Intervention de Françoise Dumas

Réunion du mardi 12 octobre 2021 à 21h00
Commission des affaires étrangères

Photo issue du site de l'Assemblée nationale ou de WikipediaFrançoise Dumas, présidente :

Je vous informe de la mort, à 101 ans, de M. Hubert Germain, dernier compagnon de la Libération. Il était pensionnaire de l'Institution nationale des Invalides. Il fut député de Paris de 1962 à 1972, avant de devenir ministre des postes et télécommunications, puis ministre des relations avec le Parlement. Sa mort clôture une période d'histoire. Il nous appartient de continuer à faire vivre la mémoire de ce héros, de ces héros, qui ont choisi de continuer le combat pour leur pays, sa liberté, son honneur, lorsque tout semblait perdu.

De multiples hommages lui seront rendus mais, ce soir, nous devons porter haut ce qu'il représentait et, lui dire, où qu'il se trouve, que nous essayerons d'être à la hauteur de ce qu'il a été. Les compagnons de la Libération nous obligent. Nous devons être fiers de ce qu'ils ont fait.

Nous nous retrouvons dans le cadre de notre cycle d'auditions relatif aux circonstances et aux conséquences de la rupture de l'accord-cadre avec l'Australie sur le programme de sous-marins du futur.

Nous avons déjà auditionné le président-directeur général de Naval Group, M. Éric Pommellet, nos deux ambassadeurs aux États-Unis et en Australie, ainsi que le ministre de l'Europe et des affaires étrangères, votre collègue M. Jean-Yves Le Drian, lors d'une audition ouverte à la presse. Il était donc important de vous auditionner également, madame la ministre.

Vous étiez en contact régulier avec votre homologue australien afin de suivre le bon déroulement du programme. Comme M. Peter Dutton, ministre australien de la défense depuis le 30 mars dernier, était l'un des rares à connaître les négociations en cours avec les États-Unis et le Royaume-Uni, avez-vous été alerté d'un risque de rupture du programme ? Y a-t-il eu des mises en garde ou des propositions de rediscussion ?

Le jour où vous m'avez appelée pour m'avertir de ce qui s'était passé, le ton de votre voix était à la mesure du choc et du sentiment de trahison. Le porte-parole du ministère des armées a révélé que, le jour de l'annonce du partenariat stratégique AUKUS, les Australiens écrivaient à la France et soulignaient combien ils étaient satisfaits des performances des futurs sous-marins de classe Attack et du déroulement du programme, indiquant qu'ils étaient prêts à lancer la prochaine phase du contrat.

Beaucoup s'interrogent sur la capacité de nos services de renseignement à anticiper cette rupture. La direction générale de la sécurité extérieure (DGSE) étant l'un des services rattachés au ministère des armées, a-t-elle émis des alertes ? Si ce n'est pas le cas, comment l'expliquer ?

▬▬▬▬▬▬

_À faire_
**a)** Transformez en liste JSON de chaînes, une chaîne par ligne et sans les lignes vides, les lignes des enregistrements allant de celle qui contient "Task: locate the icy" à celle qui contient "[(126, 10)]", ces deux lignes comprises.
**b)** Poursuivez le compte rendu de la réunion de la commission des affaires étrangères à partir de l'endroit où il s'arrête.
Le texte ci-dessus et les enregistrements qui suivent sont deux documents sans lien entre eux.

▬▬▬▬▬▬

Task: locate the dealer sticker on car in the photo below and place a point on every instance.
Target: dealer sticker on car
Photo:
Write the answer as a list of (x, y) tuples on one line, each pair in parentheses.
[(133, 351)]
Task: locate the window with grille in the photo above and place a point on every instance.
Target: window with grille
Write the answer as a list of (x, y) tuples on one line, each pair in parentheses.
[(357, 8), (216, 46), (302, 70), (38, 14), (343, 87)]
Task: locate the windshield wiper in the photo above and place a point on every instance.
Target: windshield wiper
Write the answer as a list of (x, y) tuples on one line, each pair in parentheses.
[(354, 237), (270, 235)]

▬▬▬▬▬▬

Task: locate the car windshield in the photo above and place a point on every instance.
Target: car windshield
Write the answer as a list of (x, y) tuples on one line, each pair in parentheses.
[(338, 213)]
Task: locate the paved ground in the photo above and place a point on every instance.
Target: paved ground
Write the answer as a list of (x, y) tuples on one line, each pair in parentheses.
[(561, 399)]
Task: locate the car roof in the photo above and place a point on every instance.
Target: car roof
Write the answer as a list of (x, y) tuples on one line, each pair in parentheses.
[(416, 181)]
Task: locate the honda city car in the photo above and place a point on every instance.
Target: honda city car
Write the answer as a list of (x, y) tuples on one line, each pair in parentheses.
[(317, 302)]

▬▬▬▬▬▬

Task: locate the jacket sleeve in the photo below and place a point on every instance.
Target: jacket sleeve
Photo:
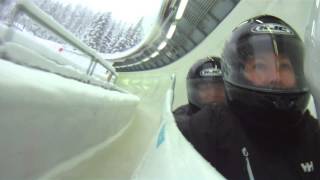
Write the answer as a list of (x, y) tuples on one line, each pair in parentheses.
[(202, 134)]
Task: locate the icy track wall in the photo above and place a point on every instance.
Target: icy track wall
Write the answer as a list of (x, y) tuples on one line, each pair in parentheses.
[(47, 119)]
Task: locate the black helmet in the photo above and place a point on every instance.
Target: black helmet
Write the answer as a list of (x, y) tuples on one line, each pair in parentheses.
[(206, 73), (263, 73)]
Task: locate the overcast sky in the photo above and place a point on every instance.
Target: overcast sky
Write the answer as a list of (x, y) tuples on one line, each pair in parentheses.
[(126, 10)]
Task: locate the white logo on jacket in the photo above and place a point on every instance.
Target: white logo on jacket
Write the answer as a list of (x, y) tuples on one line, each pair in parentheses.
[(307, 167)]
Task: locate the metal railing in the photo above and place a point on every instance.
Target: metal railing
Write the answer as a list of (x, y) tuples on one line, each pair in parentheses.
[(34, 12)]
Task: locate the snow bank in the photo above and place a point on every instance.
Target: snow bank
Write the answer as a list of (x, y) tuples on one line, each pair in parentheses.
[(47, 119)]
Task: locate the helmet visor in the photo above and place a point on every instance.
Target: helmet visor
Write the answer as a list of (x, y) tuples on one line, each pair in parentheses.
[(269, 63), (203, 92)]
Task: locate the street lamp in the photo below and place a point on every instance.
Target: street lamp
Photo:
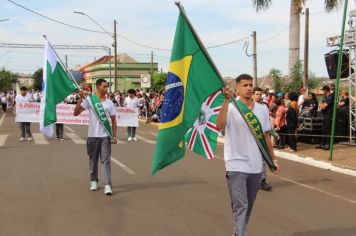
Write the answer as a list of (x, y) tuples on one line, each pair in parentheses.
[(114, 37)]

▬▬▬▬▬▬

_Les réponses_
**a)**
[
  "Task: locate the icy track wall in the photo above and place a point on every instance.",
  "Target: icy track wall",
  "Write the answer as a list of (x, y) tuples on one line, each pair in parentheses.",
  "[(47, 119)]",
  "Task: locate the black helmet in the photo above and place a point on every instance.",
  "Target: black helmet",
  "Write the answer as a list of (x, y) tuples on one line, each pair in parentheses.",
  "[(206, 73), (263, 73)]",
  "Task: locate the overcast sky in the photo above and place a point on every instance.",
  "Target: overcast sky",
  "Write the answer as a list of (x, y) tuples on one line, each pair in parentheses.",
  "[(126, 10)]"
]

**b)**
Quelles raisons ont poussé l'Australie à prendre une telle décision ? À l'évidence, cette dernière aura de nombreux effets négatifs pour l'Australie en termes de calendrier de livraison des futurs sous-marins à propulsion nucléaire, en termes de coût, mais plus encore, en termes de souveraineté. Quelles analyses stratégiques et capacitaires peuvent justifier ce revirement ? Jean-Yves Le Drian a parlé de « saut dans le vide ». Est-ce également votre sentiment ?

Quelles seront les conséquences de cette rupture sur notre politique en Indopacifique ? Vous avez expliqué devant notre assemblée que la France était présente dans la zone parce qu'elle y a des intérêts directs du fait de la présence de près de deux millions de ses ressortissants et de 93 % de sa zone exclusive économique (ZEE), mais aussi parce que nous souhaitons offrir une alternative aux risques d'escalade entraînés par la politique de confrontation à laquelle se livrent les États-Unis et la Chine. La nouvelle alliance militaire représentée par AUKUS ne signe-t-elle pas l'échec de notre politique ? La France garde-t-elle la même marge de manœuvre ? Comptez-vous sur d'autres partenariats, notamment avec l'Inde et l'Indonésie, pour maintenir ce cap ?

Vous avez affirmé que les États-Unis ne sont plus aussi fiables que par le passé. Ce jugement est-il partagé par tous nos partenaires européens ? Quelles conséquences en tirez-vous pour l'OTAN et le développement d'une autonomie stratégique européenne ? Un tel constat influera-t-il sur le contenu de la boussole stratégique qui doit être adoptée au premier semestre 2021, lors de la présidence française du Conseil de l'Union européenne, comme sur la révision du concept stratégique de l'OTAN qui doit être adopté à Madrid, en juin prochain ?

Enfin, même si notre ambassadeur à Londres n'a pas fait l'objet d'un rappel, quelles peuvent être les conséquences de cette situation sur la coopération de défense avec le Royaume-Uni ? Je pense notamment au programme relatif au futur missile antinavire et à ses incidences sur l'entreprise MBDA.

M. Pommellet a déclaré que Naval Group ne devrait pas subir de perte financière, mais uniquement un déficit de croissance. Nous avons eu, entre-temps, de bonnes nouvelles en provenance de la Grèce. Cette entreprise résiliente incarne bien l'avenir. Envisagez-vous une accélération du calendrier des commandes publiques pour aider Naval Group et ses sous-traitants, nombreux à devoir absorber ce choc ?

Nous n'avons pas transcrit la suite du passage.